**TASK:**
Render every line of the material below as a JSON list of strings, one string per line, leaving out the blank lines.

**RAW RECORDS:**
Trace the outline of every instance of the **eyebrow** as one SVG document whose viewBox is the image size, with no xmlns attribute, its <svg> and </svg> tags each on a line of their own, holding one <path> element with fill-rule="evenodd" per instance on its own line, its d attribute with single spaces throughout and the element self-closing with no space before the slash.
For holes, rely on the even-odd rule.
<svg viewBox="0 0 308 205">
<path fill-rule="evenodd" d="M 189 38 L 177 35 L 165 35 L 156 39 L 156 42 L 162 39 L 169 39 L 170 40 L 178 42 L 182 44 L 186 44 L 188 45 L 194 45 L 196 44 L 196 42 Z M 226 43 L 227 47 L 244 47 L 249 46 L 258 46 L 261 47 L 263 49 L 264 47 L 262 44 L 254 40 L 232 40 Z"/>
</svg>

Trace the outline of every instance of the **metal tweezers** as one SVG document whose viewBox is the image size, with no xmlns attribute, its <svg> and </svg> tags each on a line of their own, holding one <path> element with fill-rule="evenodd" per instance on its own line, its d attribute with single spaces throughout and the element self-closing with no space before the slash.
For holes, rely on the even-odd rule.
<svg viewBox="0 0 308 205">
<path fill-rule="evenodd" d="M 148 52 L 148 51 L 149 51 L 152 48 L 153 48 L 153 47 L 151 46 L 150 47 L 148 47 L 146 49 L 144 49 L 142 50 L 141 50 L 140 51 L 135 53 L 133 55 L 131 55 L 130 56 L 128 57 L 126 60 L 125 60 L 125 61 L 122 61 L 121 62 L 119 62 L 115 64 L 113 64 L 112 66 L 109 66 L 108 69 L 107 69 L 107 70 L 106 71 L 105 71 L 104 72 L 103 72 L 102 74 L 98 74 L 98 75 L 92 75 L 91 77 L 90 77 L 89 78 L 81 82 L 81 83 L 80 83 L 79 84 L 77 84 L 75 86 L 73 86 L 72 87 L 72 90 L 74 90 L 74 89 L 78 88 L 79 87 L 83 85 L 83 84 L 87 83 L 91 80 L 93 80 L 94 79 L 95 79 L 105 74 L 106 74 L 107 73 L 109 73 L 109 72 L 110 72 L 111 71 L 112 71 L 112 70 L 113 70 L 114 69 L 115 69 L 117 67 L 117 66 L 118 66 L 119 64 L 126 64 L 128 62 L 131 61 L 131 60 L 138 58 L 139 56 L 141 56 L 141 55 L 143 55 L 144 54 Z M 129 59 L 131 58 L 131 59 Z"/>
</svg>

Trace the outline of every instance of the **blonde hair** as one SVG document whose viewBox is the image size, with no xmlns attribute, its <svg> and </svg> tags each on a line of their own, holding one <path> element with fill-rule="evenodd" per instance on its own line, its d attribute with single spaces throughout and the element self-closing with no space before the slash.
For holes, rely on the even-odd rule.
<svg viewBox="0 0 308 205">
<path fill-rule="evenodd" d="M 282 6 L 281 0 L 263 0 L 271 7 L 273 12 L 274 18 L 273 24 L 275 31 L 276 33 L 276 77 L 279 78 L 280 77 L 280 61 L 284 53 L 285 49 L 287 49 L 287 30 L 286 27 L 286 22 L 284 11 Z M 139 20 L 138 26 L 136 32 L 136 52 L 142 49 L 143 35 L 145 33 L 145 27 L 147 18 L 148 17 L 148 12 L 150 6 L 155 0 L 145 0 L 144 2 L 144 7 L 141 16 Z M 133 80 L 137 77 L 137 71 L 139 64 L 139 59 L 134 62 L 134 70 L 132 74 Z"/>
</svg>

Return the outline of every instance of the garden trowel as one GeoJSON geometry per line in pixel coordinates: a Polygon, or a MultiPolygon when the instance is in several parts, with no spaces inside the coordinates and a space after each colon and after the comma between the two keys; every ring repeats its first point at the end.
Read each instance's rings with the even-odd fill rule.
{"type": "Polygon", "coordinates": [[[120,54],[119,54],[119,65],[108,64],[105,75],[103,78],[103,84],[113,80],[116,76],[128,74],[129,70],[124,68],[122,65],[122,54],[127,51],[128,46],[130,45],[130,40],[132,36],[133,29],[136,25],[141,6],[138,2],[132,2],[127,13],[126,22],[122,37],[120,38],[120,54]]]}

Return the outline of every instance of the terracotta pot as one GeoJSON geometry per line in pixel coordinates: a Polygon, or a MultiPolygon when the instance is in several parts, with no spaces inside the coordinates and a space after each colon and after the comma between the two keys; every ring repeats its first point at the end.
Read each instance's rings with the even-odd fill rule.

**OUTPUT FOR THIS EXERCISE:**
[
  "Trace the outline of every instance of the **eyebrow** as one SVG document whose viewBox is the image size, with no xmlns attribute, its <svg> and </svg> tags each on a line of their own, holding one <path> element with fill-rule=\"evenodd\" per instance on its own line, its d attribute with single spaces throughout and the element self-closing with no space before the slash.",
  "For holes, rely on the even-odd rule.",
  "<svg viewBox=\"0 0 308 205\">",
  "<path fill-rule=\"evenodd\" d=\"M 189 38 L 177 35 L 165 35 L 156 39 L 156 42 L 162 39 L 169 39 L 170 40 L 178 42 L 182 44 L 186 44 L 188 45 L 194 45 L 196 44 L 196 42 Z M 226 43 L 227 47 L 244 47 L 249 46 L 258 46 L 261 47 L 263 49 L 264 47 L 262 44 L 254 40 L 232 40 Z\"/>",
  "</svg>",
  "Trace the outline of every instance of the **metal tweezers** as one SVG document whose viewBox is the image size, with no xmlns attribute, its <svg> and </svg> tags each on a line of their own, holding one <path> element with fill-rule=\"evenodd\" per instance on its own line, its d attribute with single spaces throughout and the element self-closing with no space before the slash.",
  "For holes, rely on the even-odd rule.",
  "<svg viewBox=\"0 0 308 205\">",
  "<path fill-rule=\"evenodd\" d=\"M 148 52 L 148 51 L 149 51 L 152 48 L 153 48 L 153 47 L 151 46 L 150 47 L 148 47 L 146 49 L 144 49 L 142 50 L 141 50 L 140 51 L 135 53 L 133 55 L 131 55 L 130 56 L 128 57 L 126 60 L 125 60 L 125 61 L 122 61 L 121 62 L 119 62 L 115 64 L 113 64 L 112 66 L 109 66 L 108 69 L 107 69 L 107 70 L 106 71 L 105 71 L 104 72 L 103 72 L 102 74 L 98 74 L 98 75 L 92 75 L 91 77 L 90 77 L 89 78 L 81 82 L 81 83 L 80 83 L 79 84 L 77 84 L 75 86 L 73 86 L 72 87 L 72 90 L 74 90 L 74 89 L 78 88 L 79 87 L 83 85 L 83 84 L 87 83 L 91 80 L 93 80 L 94 79 L 95 79 L 105 74 L 106 74 L 107 73 L 109 73 L 109 72 L 110 72 L 111 71 L 112 71 L 112 70 L 113 70 L 114 69 L 115 69 L 117 67 L 117 66 L 118 66 L 119 64 L 126 64 L 128 62 L 131 61 L 131 60 L 138 58 L 139 56 L 141 56 L 141 55 L 143 55 L 144 54 Z M 129 59 L 131 58 L 131 59 Z\"/>",
  "</svg>",
  "Trace the outline of every instance of the **blonde hair** as one SVG document whose viewBox is the image size, with no xmlns attribute, its <svg> and </svg> tags each on a line of their own, holding one <path> element with fill-rule=\"evenodd\" per instance on its own line, its d attribute with single spaces throughout and the element self-closing with no space before the slash.",
  "For holes, rely on the even-odd rule.",
  "<svg viewBox=\"0 0 308 205\">",
  "<path fill-rule=\"evenodd\" d=\"M 282 6 L 281 0 L 263 0 L 271 7 L 273 12 L 274 18 L 273 24 L 275 31 L 276 33 L 276 77 L 279 78 L 280 77 L 280 61 L 284 53 L 285 49 L 287 49 L 287 30 L 286 27 L 286 22 L 284 11 Z M 139 20 L 138 26 L 136 32 L 136 52 L 142 49 L 143 35 L 145 33 L 145 27 L 147 18 L 148 17 L 148 12 L 150 6 L 155 0 L 145 0 L 144 2 L 144 7 L 141 16 Z M 133 80 L 137 77 L 137 71 L 139 64 L 139 59 L 134 62 L 134 70 L 132 74 Z\"/>",
  "</svg>",
  "Return the outline of every instance of the garden trowel as one GeoJSON geometry per line in pixel coordinates: a Polygon, or a MultiPolygon when the instance is in several parts, with no spaces inside the coordinates and a space after each colon and after the comma between the two keys; every ring repeats its first point at the end.",
  "Read each instance's rings with the even-odd fill rule.",
  "{\"type\": \"Polygon\", \"coordinates\": [[[120,54],[119,54],[119,65],[108,64],[105,75],[103,78],[103,84],[113,80],[116,76],[128,74],[129,70],[124,68],[122,65],[122,54],[127,51],[128,46],[130,45],[130,40],[132,36],[133,29],[136,25],[141,6],[138,2],[132,2],[127,13],[126,22],[122,37],[120,38],[120,54]]]}",
  "Return the outline of every instance of the terracotta pot as one GeoJSON geometry per line in pixel coordinates: a Polygon, or a MultiPolygon when the instance is in several parts, with no spaces inside the coordinates and a space after each colon and after the comma between the two keys; every ring repeats its first point at the end.",
  "Read each instance's rings with the even-odd fill rule."
]